* WRITTEN PROBLEM *
Reproduce every line of the entries below, requests included, but multiply each coordinate in the answers by 0.9 and round to the nearest whole number, with halves rounded up; leave the sample coordinates inside the requests unchanged. Omit the pictures from your output.

Pointing dataset excerpts
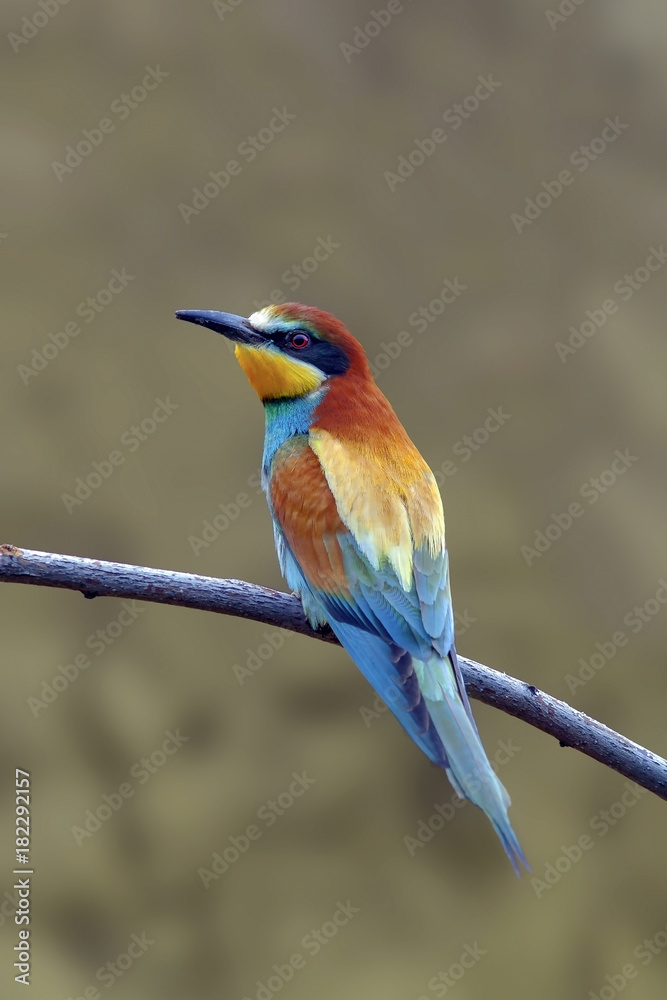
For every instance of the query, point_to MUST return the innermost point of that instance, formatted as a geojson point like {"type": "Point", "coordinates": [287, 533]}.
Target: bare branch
{"type": "Point", "coordinates": [95, 578]}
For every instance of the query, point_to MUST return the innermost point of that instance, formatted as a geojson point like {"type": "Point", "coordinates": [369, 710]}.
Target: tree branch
{"type": "Point", "coordinates": [95, 578]}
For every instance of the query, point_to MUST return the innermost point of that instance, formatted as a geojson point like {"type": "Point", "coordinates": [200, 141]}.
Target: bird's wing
{"type": "Point", "coordinates": [346, 542]}
{"type": "Point", "coordinates": [364, 542]}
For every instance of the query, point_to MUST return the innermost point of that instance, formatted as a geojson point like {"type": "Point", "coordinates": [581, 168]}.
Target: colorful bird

* SOLUTION *
For every instance of the query, point_to MUST return the innermost point of that instance, formatted as a geojson point like {"type": "Point", "coordinates": [287, 533]}.
Target: bare branch
{"type": "Point", "coordinates": [86, 520]}
For every instance of the query, point_to MUST return the innermost point of that instance, formatted as a geojson point like {"type": "Point", "coordinates": [369, 710]}.
Target: tree branch
{"type": "Point", "coordinates": [86, 520]}
For every instance of the query, point_to MUST return the innermost point of that instance, formatted as a geojson point like {"type": "Point", "coordinates": [200, 141]}.
Target: bird's wing
{"type": "Point", "coordinates": [311, 488]}
{"type": "Point", "coordinates": [328, 488]}
For every instance of the query, point_to MUST return the innermost point of that instance, formatted as a geojson point like {"type": "Point", "coordinates": [581, 168]}.
Target: colorful bird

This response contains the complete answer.